***** DATA SUPPLIED *****
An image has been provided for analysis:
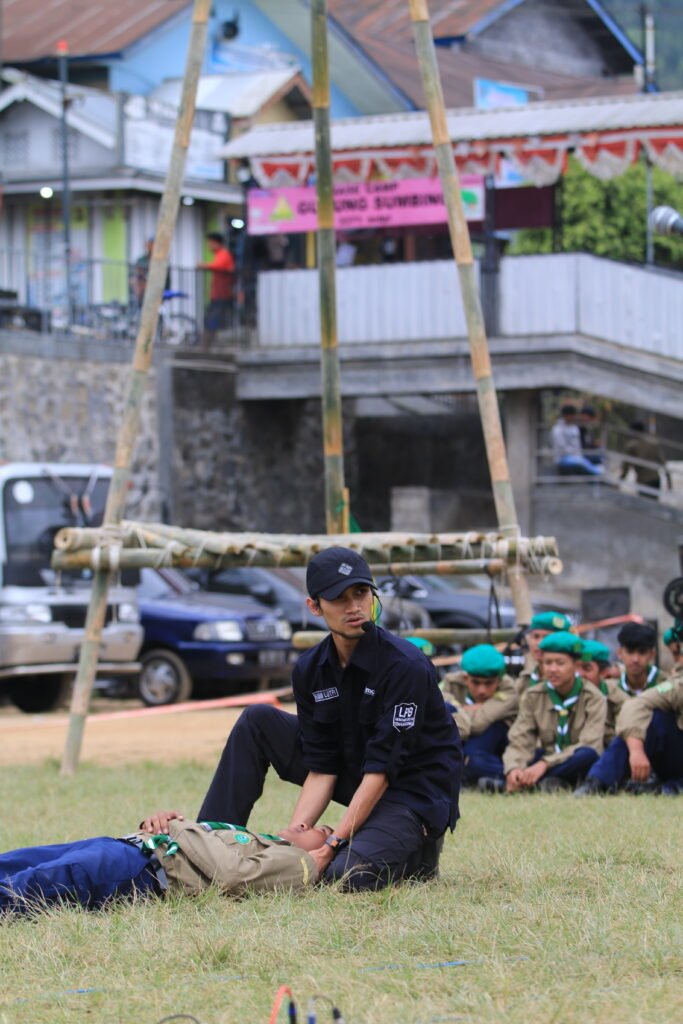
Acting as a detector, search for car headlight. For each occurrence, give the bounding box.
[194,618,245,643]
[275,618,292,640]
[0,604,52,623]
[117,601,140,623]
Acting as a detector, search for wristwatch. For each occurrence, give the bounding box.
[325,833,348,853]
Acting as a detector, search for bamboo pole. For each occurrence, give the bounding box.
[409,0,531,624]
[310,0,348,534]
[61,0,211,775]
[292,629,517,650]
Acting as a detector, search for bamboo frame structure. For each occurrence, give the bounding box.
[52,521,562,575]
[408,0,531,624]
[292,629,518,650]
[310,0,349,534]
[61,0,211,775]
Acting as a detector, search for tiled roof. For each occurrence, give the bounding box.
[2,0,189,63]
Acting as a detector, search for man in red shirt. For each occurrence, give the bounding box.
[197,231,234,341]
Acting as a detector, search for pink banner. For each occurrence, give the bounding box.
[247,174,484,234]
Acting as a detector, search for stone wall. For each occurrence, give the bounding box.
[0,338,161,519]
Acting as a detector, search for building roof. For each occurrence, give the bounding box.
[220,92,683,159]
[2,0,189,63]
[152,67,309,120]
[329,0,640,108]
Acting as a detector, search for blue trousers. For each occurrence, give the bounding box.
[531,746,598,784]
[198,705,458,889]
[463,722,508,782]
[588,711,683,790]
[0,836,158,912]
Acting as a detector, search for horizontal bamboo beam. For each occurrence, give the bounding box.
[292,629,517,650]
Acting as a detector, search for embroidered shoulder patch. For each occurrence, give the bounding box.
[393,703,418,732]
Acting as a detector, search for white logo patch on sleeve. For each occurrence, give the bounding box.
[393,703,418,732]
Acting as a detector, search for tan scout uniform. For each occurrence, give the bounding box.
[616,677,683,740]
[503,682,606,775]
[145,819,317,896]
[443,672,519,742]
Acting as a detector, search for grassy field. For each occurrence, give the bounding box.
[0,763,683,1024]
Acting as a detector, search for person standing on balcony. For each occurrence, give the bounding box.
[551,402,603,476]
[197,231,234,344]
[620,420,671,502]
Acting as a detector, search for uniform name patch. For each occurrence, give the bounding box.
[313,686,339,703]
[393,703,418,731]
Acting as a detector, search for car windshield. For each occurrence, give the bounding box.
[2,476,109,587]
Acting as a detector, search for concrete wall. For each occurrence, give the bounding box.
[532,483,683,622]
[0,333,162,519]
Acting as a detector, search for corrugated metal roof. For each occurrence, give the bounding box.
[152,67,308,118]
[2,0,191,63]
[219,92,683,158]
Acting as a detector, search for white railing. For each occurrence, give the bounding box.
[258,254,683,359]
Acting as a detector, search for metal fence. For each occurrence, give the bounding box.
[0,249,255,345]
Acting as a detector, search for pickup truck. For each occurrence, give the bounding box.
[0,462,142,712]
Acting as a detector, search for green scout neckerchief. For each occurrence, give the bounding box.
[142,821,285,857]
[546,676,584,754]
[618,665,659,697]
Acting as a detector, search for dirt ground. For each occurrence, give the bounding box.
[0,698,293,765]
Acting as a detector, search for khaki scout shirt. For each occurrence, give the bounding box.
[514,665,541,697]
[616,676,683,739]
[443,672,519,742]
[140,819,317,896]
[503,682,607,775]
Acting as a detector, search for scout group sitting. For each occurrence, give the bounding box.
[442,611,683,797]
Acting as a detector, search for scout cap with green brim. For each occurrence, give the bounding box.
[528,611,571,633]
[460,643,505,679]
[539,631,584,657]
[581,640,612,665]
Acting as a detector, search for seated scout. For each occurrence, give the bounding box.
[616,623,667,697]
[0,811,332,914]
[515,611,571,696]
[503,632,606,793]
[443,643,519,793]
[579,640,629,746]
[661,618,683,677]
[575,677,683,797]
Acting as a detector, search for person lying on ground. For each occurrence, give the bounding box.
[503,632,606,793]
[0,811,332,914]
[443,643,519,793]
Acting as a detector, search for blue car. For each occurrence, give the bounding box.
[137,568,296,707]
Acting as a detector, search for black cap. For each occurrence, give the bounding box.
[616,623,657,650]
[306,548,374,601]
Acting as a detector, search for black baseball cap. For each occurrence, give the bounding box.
*****
→ GIVEN INSTRUCTION
Reproduce all of the material above word for word, omitting the pictures.

→ WRITTEN RESPONSE
An image has been provided for analysis:
Acting as a detector, search for car headlight. For each occurrence, give the bounding box.
[194,618,245,643]
[275,618,292,640]
[0,604,52,623]
[117,601,140,623]
Acting as a detector, search for wristwatch. For each occurrence, give the bounding box.
[325,833,348,853]
Acting as a detector, search for bamboo pole. For each occurrence, give the bounding box.
[409,0,531,624]
[310,0,348,534]
[61,0,211,775]
[292,629,517,650]
Acting as a detector, search for bamboo frame structure. For each occurrence, give the bounding box.
[52,521,562,575]
[408,0,531,624]
[292,629,518,650]
[310,0,349,534]
[61,0,211,775]
Acting as a detector, search for tiled roof. For each occurrence, give the bounding box.
[2,0,189,63]
Acting as a detector, search for man in red shirt. For each occurrence, give the bounding box.
[197,231,234,341]
Acting as a detector, search for pink banner. For each occurrence, give the bounding box.
[247,174,484,234]
Acting as a detector, search for stone wall. For each occurrence, give the bounding box.
[0,338,161,519]
Acting as a detector, search for building roof. For each occurrence, give the bounding box.
[220,92,683,159]
[2,0,189,63]
[152,67,309,120]
[329,0,640,108]
Acting as a detector, search for blue trousers. For each occurrence, give the bounding box.
[531,746,598,784]
[198,705,458,889]
[463,722,508,782]
[588,711,683,790]
[0,836,158,912]
Acting as a detector, search for horizontal bamboo beam. For each occurrence, give the bounding box.
[292,629,517,650]
Acting as a detector, search for embroidered shoulder patch. For each occurrence, give the bounding box.
[393,703,418,732]
Acting as a detector, search for white logo patch on sleeve. For each occurrence, give the bounding box.
[393,703,418,732]
Acting as a detector, search for tan scout uniform. For each occurrence, give the bounding box.
[616,677,683,740]
[503,682,606,775]
[145,819,317,896]
[443,672,519,742]
Acting as a detector, search for grassy field. For each occurrence, give the bounding box.
[0,763,683,1024]
Acting as a detector, search for person standing on balcony. For each occurrence, give the bounding box.
[551,402,603,476]
[197,231,234,344]
[620,420,671,502]
Acting as a detector, search for uniform name patch. For each occurrence, give the bounding box.
[313,686,339,703]
[393,703,418,731]
Acting as a detector, search for car windshield. For each occurrence, give the bounding box.
[2,476,109,587]
Acting as a detector, search for concrete wall. For each occurrence, give the bounding box.
[532,483,683,622]
[0,333,162,519]
Acting as a detector, search for corrugated metal roof. For each occurrence, give the bounding box.
[152,67,308,118]
[2,0,191,63]
[219,92,683,158]
Acting as a detector, search for white railing. For each occurrence, give the bounding box.
[258,254,683,359]
Acting as a detector, search for metal fence. For each occurrence, give the bounding box.
[0,249,255,345]
Acting as a detector, search for pickup truck. For each occurrence, give the bounding box.
[0,462,142,712]
Acting as a detector, search for green scout neckerchief. For each occurrence, give the bounding box.
[142,821,285,857]
[546,676,584,754]
[618,665,659,697]
Acting as a detector, search for dirt ground. For each occurrence, give the bounding box.
[0,698,293,765]
Acting as a detector, search for khaki scout shirt. For each occurrence, give the bounding box.
[514,665,541,697]
[616,676,683,739]
[443,672,519,742]
[140,819,317,896]
[503,682,607,775]
Acting as a detector, search for scout group sitting. For each occurrence, give the bounding box.
[442,611,683,797]
Acting as a detector, search for scout cap with green brim. For each occurrence, give the bounding box.
[528,611,571,633]
[460,643,505,679]
[539,631,584,657]
[581,640,612,665]
Acting as a detector, search for seated scout. For each occurrence, give the bounding box.
[616,623,667,697]
[0,811,332,914]
[515,611,571,696]
[503,632,606,793]
[443,643,519,793]
[579,640,629,746]
[661,618,683,677]
[575,677,683,797]
Acting as a detector, search for person lying on ground. For each occurrence, give the bounding box.
[503,632,606,793]
[0,811,332,914]
[443,643,519,793]
Acting as a detector, search for blue car. For each occurrence, give the bounding box.
[137,568,296,707]
Acting as a detector, search for black cap. For each occurrence, give the bounding box.
[616,623,657,650]
[306,548,374,601]
Acting as a detector, search for black baseball cap. For each occurrence, give the bounding box.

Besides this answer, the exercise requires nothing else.